▶ **WHAT THE TASK ASKS**
An exact copy of the lines from the start of the material below through the line containing "box: [83, 58, 126, 77]" is the required answer, and it includes no pictures.

--- MATERIAL PROVIDED ---

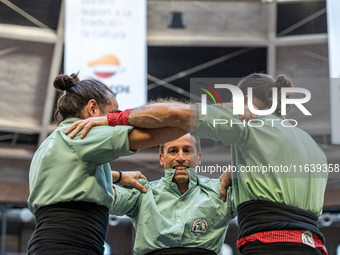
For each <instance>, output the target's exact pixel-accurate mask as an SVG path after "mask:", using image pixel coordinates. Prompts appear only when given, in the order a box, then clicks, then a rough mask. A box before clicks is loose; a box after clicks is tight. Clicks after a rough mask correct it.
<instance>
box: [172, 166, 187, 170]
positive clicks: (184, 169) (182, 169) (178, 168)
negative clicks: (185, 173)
mask: <svg viewBox="0 0 340 255" xmlns="http://www.w3.org/2000/svg"><path fill="white" fill-rule="evenodd" d="M174 169H176V170H187V167H186V166H175V167H174Z"/></svg>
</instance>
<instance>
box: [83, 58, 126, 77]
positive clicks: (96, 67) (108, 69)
mask: <svg viewBox="0 0 340 255" xmlns="http://www.w3.org/2000/svg"><path fill="white" fill-rule="evenodd" d="M88 66H90V67H92V69H93V71H94V74H95V75H96V76H98V77H100V78H109V77H111V76H113V75H115V74H116V73H117V72H119V71H120V63H119V60H118V58H117V57H116V56H114V55H110V54H107V55H103V56H101V57H100V58H98V59H97V60H95V61H90V62H89V63H88Z"/></svg>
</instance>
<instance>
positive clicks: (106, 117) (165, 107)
mask: <svg viewBox="0 0 340 255" xmlns="http://www.w3.org/2000/svg"><path fill="white" fill-rule="evenodd" d="M111 114H120V113H111ZM108 116H109V115H108ZM108 116H102V117H91V118H88V119H85V120H80V121H76V122H75V123H73V124H72V125H71V126H70V127H68V128H67V130H66V132H65V134H69V133H71V132H72V134H71V138H73V137H75V136H76V134H77V133H79V132H80V131H81V130H82V133H81V138H84V137H85V135H86V133H87V132H88V131H89V130H90V129H91V128H92V127H94V126H103V125H106V126H108V125H109V120H108ZM128 122H129V124H130V125H132V126H135V127H139V128H144V129H157V128H163V127H176V128H178V129H182V130H183V131H184V134H185V133H189V132H192V133H193V132H194V131H195V130H196V126H197V124H198V112H197V107H196V105H188V104H180V103H156V104H148V105H145V106H142V107H139V108H135V109H132V110H131V111H130V112H129V114H128ZM72 130H73V131H72ZM178 137H179V136H178ZM178 137H177V138H178ZM174 139H176V138H174Z"/></svg>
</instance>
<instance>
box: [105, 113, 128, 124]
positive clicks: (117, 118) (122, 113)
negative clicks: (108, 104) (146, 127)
mask: <svg viewBox="0 0 340 255" xmlns="http://www.w3.org/2000/svg"><path fill="white" fill-rule="evenodd" d="M130 111H131V109H126V110H124V111H116V112H113V113H109V114H108V115H107V121H108V122H109V126H111V127H114V126H117V125H125V126H131V124H130V123H129V114H130Z"/></svg>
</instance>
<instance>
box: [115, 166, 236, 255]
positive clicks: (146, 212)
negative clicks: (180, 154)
mask: <svg viewBox="0 0 340 255" xmlns="http://www.w3.org/2000/svg"><path fill="white" fill-rule="evenodd" d="M174 174H175V169H167V170H165V177H163V178H162V179H160V180H157V181H153V182H147V181H145V180H140V182H141V183H142V184H143V185H144V186H145V187H146V189H147V190H148V191H147V193H140V192H139V191H138V190H136V189H135V188H130V187H120V186H117V185H115V186H114V187H115V190H116V194H117V197H116V201H115V203H114V205H113V206H112V208H111V210H110V214H115V215H125V214H126V215H127V216H129V217H130V218H131V221H132V223H133V225H134V227H135V229H136V239H135V246H134V252H135V254H136V255H139V254H146V253H148V252H151V251H154V250H158V249H163V248H170V247H198V248H204V249H208V250H212V251H214V252H216V253H217V254H218V253H219V252H220V250H221V247H222V244H223V242H224V239H225V235H226V231H227V227H228V224H229V222H230V220H232V219H233V218H234V217H235V216H236V211H235V207H234V203H233V199H232V191H231V188H229V189H228V196H227V199H226V201H225V202H224V201H223V200H222V199H221V196H220V190H221V183H220V181H219V180H213V179H208V178H197V175H196V172H195V169H189V170H188V174H189V179H190V182H189V189H188V191H187V192H186V193H184V194H183V195H181V193H180V192H179V190H178V188H177V185H176V184H175V183H174V182H172V178H173V176H174Z"/></svg>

---

▶ **RESPONSE AREA**
For each <instance>, output the target's exact pixel-accurate mask as an SVG path after "mask:", using image pixel coordinates. Prompts appear only when given, in the order a box, then clicks, then a rough mask. A box before clicks is loose; a box after clicks is tight. Clicks after a rough mask correct it.
<instance>
box: [172, 166, 187, 170]
positive clicks: (184, 169) (182, 169) (178, 168)
negative clicks: (185, 173)
mask: <svg viewBox="0 0 340 255" xmlns="http://www.w3.org/2000/svg"><path fill="white" fill-rule="evenodd" d="M174 169H176V170H187V167H186V166H175V167H174Z"/></svg>
</instance>
<instance>
box: [83, 58, 126, 77]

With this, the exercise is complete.